Bunlar ne diyorlar şimdi “nefsim kudret elinde olan” diyor. bir tevil ekliyor. Kudret elinde olan diyor. halbuki Allah Resulünün dediği gibi nefsim elinde olana.
Şimdi bir kelime asli, ait olduğu lugatta arıza arz ederse başka dillerde de arıza arz eder. Allah Resulü, sahabe, ondan sonrakiler bu gibi ayet, hadisleri naklederken buna böyle dememiz gerekir diye bir anlam koymuyorlar. Çünkü yanlış anlaşılmaya gerek hiçbir hali yok bunun. Nefsim elinde olana emin olsun ki diyorlar. Buda neyi gösteriyor bu cümle, bu kelimeler çokça kullanılıyor.
Ama onlar bunu tevile gidiyorlar. Kudret olarak tevil ediyorlar.

#### [Sağlanan Veriler]
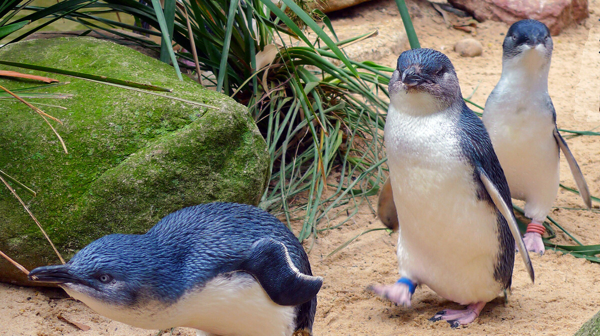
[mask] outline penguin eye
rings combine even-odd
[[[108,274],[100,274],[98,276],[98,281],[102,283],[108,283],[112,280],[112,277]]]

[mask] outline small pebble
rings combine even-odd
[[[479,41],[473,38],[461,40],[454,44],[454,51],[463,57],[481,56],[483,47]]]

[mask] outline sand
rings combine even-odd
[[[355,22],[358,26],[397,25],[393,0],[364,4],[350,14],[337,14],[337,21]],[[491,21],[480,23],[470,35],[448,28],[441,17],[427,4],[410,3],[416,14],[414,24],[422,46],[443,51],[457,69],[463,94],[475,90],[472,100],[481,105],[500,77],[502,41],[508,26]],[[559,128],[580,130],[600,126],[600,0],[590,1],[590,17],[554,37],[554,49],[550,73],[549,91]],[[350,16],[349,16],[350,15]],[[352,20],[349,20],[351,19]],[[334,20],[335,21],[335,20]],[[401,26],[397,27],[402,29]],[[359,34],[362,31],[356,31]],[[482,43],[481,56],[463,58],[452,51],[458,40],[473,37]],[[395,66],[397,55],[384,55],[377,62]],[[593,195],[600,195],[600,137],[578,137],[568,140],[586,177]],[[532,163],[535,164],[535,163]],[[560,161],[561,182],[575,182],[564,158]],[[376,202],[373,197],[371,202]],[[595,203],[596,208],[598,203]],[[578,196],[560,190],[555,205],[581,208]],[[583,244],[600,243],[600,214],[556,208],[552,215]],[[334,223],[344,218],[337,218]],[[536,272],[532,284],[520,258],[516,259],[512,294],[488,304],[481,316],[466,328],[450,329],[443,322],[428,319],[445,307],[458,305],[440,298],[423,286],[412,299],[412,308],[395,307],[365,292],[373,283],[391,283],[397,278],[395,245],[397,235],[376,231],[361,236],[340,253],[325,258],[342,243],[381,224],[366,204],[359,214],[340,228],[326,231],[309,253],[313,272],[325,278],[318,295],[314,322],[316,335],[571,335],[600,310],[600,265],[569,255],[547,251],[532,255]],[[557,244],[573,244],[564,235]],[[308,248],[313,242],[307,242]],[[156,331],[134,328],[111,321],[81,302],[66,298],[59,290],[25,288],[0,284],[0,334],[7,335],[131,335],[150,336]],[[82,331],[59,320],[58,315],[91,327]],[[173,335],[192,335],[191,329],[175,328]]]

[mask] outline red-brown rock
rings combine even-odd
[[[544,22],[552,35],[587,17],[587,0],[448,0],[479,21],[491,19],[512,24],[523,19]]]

---

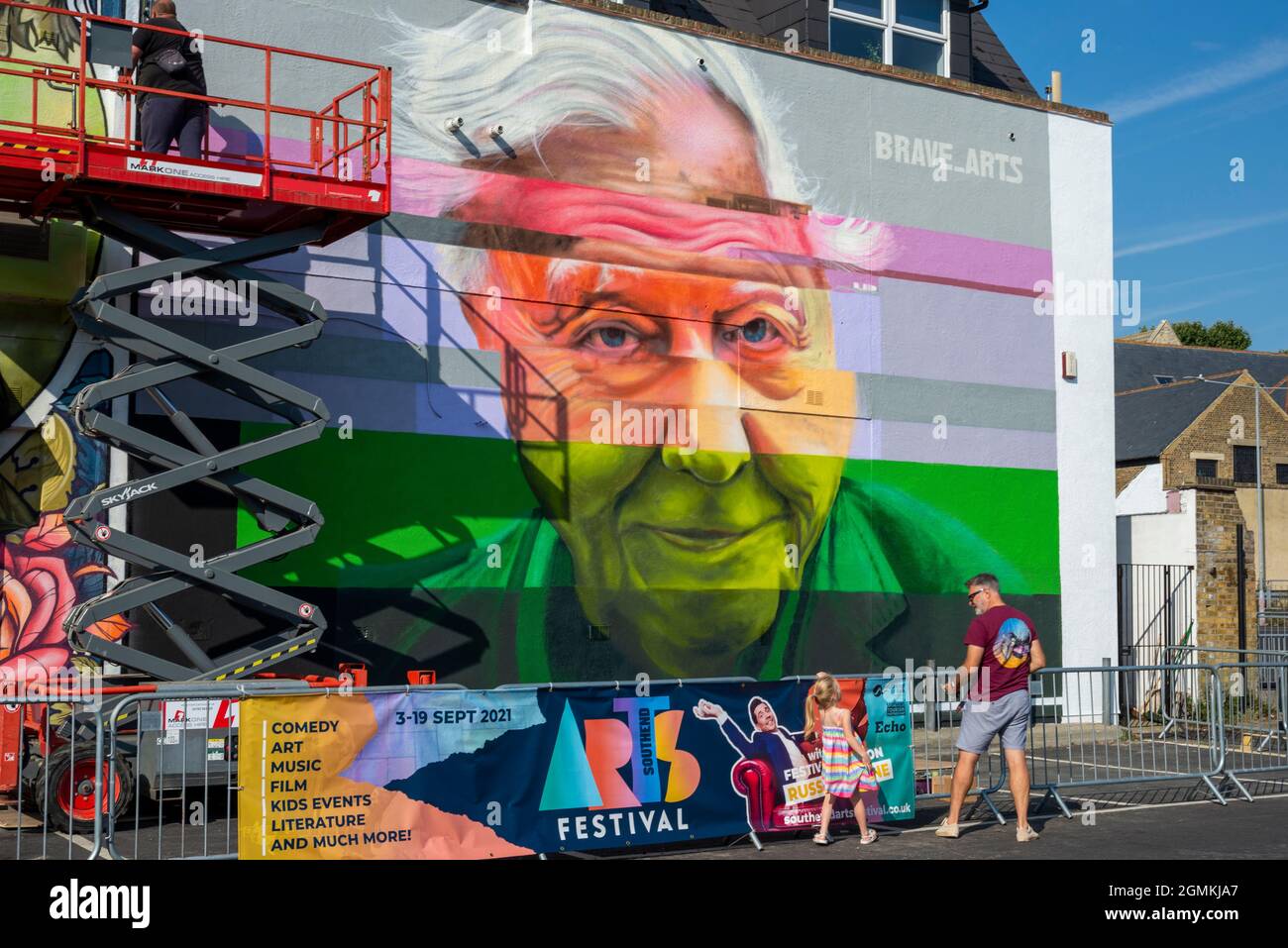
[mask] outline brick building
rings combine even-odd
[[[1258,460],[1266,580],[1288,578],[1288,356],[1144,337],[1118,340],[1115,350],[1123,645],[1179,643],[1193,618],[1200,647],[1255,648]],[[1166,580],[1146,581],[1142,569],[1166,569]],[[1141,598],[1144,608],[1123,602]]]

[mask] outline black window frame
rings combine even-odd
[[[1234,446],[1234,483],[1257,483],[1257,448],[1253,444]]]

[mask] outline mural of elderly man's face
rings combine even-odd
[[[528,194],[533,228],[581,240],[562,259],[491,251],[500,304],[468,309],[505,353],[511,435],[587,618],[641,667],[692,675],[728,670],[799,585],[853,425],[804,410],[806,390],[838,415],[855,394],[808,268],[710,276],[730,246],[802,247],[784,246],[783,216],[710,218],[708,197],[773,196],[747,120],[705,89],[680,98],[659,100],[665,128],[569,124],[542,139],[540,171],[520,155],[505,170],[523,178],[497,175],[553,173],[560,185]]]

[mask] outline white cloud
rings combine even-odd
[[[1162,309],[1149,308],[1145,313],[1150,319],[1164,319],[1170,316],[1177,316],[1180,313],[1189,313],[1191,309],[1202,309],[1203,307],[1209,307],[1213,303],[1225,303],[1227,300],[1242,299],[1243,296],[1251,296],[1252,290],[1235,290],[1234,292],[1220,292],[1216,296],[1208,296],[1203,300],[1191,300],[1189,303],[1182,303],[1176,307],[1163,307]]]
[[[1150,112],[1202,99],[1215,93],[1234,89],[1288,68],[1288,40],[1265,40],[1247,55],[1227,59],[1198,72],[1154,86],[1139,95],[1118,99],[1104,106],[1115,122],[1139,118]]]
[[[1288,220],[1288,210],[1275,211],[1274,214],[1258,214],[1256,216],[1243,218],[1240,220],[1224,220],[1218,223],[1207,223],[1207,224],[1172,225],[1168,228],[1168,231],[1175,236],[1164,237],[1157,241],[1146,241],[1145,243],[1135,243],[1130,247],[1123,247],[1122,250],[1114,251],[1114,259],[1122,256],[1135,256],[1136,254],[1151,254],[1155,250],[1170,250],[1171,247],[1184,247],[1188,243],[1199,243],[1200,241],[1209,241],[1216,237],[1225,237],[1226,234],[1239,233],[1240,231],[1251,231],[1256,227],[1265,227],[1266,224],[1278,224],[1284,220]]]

--

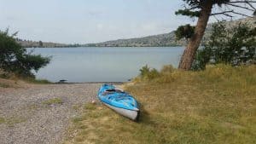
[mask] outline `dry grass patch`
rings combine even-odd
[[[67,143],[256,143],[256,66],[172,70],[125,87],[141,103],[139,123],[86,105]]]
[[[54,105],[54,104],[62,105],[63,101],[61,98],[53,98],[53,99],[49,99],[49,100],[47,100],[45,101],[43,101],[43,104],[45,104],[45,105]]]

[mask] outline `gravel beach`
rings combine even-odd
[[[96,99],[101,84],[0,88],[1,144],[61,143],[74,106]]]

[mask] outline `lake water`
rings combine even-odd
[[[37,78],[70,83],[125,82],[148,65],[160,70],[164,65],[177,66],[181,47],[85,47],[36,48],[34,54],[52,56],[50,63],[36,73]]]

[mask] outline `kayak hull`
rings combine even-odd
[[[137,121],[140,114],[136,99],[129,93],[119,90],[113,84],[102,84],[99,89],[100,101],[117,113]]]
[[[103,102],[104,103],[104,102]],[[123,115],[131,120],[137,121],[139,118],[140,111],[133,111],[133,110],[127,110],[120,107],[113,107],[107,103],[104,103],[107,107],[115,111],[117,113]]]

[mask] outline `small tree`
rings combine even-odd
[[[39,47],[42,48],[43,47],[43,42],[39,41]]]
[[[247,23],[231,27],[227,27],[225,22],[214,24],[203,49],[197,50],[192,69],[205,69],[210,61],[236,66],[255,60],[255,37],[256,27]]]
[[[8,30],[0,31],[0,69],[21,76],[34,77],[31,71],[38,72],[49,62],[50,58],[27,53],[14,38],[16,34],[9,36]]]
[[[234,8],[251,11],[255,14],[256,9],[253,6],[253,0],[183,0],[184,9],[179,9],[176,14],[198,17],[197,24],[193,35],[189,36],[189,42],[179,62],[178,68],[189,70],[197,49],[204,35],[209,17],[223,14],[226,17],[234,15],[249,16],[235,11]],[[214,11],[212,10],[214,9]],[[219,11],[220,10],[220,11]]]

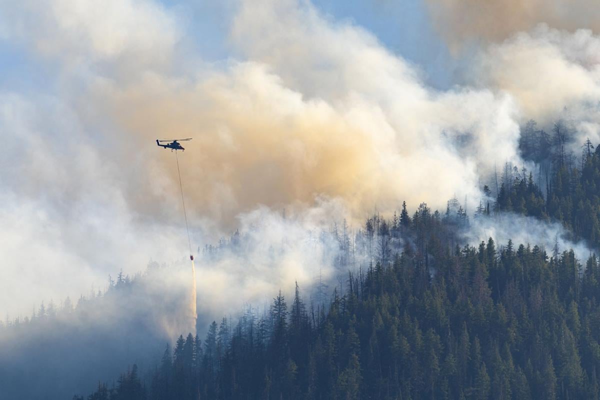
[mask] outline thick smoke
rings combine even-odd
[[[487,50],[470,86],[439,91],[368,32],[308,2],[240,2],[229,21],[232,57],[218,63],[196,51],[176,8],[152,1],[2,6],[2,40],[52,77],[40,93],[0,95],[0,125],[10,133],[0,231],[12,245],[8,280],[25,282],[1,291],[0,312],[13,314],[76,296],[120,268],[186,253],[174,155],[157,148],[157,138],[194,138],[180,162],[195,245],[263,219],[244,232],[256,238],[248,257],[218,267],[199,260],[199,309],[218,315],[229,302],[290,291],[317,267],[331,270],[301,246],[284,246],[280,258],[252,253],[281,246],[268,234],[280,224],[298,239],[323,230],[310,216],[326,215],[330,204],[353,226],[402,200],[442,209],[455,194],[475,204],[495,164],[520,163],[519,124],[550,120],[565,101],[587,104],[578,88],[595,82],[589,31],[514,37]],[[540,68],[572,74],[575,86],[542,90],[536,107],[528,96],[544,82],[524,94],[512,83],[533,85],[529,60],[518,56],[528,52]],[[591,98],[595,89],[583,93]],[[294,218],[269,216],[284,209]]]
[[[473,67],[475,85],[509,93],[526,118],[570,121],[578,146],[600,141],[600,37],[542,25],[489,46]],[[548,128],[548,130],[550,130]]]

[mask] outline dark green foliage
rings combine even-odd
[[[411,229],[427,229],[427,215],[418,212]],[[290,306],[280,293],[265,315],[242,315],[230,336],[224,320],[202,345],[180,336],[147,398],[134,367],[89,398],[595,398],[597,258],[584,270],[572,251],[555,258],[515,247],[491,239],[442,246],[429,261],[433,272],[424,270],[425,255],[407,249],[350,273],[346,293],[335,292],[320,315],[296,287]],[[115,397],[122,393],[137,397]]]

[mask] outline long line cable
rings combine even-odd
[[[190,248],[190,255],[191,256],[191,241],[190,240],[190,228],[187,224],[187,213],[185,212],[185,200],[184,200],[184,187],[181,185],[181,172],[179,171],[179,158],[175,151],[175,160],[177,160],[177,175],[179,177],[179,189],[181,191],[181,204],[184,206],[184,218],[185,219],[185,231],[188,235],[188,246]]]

#### [Alıştırmalar]
**A)** Metin bloğundaki "Bunlar ne diyorlar" ifadesiyle başlayan ve "nefsim elinde olana." ifadesini de içine alan bölümü harfi harfine yazın.
**B)** Metin bloğuna göre ayet ve hadisleri naklederken "buna böyle dememiz gerekir" diye bir anlam koymayanlar kimlerdir? Hepsini sıralayın.

#### [Görev Cevapları]
**A)**
Bunlar ne diyorlar şimdi “nefsim kudret elinde olan” diyor. bir tevil ekliyor. Kudret elinde olan diyor. halbuki Allah Resulünün dediği gibi nefsim elinde olana.

**B)** Allah Resulü, sahabe, ondan sonrakiler